Region pointing data:
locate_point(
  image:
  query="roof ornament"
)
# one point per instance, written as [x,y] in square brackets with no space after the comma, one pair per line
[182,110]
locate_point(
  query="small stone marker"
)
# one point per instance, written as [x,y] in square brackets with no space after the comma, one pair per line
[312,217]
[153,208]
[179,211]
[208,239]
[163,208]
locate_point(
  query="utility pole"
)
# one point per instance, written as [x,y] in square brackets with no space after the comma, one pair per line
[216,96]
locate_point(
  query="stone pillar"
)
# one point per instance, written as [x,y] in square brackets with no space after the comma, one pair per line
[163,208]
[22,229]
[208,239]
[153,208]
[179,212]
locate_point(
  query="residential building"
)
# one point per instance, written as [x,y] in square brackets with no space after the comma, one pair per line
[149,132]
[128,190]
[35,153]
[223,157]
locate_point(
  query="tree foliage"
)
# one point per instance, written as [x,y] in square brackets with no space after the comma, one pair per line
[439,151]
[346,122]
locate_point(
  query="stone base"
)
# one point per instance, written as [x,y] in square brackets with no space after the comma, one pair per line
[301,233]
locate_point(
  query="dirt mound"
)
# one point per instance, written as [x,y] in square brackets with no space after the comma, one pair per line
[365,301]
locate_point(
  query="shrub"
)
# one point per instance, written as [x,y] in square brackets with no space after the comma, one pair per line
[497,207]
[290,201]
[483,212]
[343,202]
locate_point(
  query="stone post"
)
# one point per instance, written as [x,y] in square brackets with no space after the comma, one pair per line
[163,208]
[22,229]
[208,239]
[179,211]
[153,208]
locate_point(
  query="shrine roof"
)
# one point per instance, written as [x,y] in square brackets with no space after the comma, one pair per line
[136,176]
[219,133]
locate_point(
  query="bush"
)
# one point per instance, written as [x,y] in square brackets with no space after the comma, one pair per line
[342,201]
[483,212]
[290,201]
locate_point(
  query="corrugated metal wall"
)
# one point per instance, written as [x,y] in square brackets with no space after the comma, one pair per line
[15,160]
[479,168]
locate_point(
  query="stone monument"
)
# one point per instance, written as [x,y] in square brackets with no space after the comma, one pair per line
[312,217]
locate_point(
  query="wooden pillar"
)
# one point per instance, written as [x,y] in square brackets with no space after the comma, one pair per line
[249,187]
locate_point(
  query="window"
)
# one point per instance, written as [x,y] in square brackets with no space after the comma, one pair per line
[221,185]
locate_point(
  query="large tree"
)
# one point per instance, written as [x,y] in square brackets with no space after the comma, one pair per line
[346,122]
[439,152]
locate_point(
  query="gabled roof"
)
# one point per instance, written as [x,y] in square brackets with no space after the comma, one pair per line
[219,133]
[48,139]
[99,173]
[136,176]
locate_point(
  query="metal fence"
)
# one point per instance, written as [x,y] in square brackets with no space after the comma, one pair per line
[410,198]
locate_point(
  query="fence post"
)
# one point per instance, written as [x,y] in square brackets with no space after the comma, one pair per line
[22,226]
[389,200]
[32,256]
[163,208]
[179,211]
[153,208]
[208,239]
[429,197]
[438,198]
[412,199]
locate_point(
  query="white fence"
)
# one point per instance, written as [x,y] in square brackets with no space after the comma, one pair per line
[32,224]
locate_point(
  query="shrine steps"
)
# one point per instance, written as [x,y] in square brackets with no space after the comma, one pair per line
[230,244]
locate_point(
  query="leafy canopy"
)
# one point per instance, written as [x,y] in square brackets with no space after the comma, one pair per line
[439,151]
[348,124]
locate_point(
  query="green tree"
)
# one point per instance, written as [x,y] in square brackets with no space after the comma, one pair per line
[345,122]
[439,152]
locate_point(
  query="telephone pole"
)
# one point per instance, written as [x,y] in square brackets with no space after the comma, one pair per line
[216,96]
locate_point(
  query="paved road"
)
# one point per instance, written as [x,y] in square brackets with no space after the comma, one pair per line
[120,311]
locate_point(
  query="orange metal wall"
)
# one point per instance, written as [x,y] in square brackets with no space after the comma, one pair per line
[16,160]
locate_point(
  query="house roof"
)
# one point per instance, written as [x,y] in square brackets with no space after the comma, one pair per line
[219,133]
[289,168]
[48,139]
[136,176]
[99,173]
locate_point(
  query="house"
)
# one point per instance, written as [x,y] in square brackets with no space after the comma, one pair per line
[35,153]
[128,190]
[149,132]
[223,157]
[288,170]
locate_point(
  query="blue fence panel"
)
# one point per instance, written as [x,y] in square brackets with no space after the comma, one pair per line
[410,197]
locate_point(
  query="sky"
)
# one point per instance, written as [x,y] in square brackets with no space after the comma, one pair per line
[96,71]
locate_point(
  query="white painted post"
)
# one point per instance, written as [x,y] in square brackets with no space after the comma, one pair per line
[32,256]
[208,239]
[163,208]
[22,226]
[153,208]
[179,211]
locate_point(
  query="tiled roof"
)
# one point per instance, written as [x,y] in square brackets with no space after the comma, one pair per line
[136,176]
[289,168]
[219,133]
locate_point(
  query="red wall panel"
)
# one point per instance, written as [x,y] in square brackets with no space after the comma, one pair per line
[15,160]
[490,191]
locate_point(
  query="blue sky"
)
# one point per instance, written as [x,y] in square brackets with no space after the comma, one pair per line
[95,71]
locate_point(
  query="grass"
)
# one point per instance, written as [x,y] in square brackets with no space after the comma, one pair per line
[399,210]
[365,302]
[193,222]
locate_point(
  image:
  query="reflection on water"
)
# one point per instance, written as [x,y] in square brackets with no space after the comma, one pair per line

[DIRECTIONS FOR THIS TASK]:
Extract every line containing the string "post" from the data above.

[ANSWER BELOW]:
  query="stone post"
  query="fence post"
  query="white painted post"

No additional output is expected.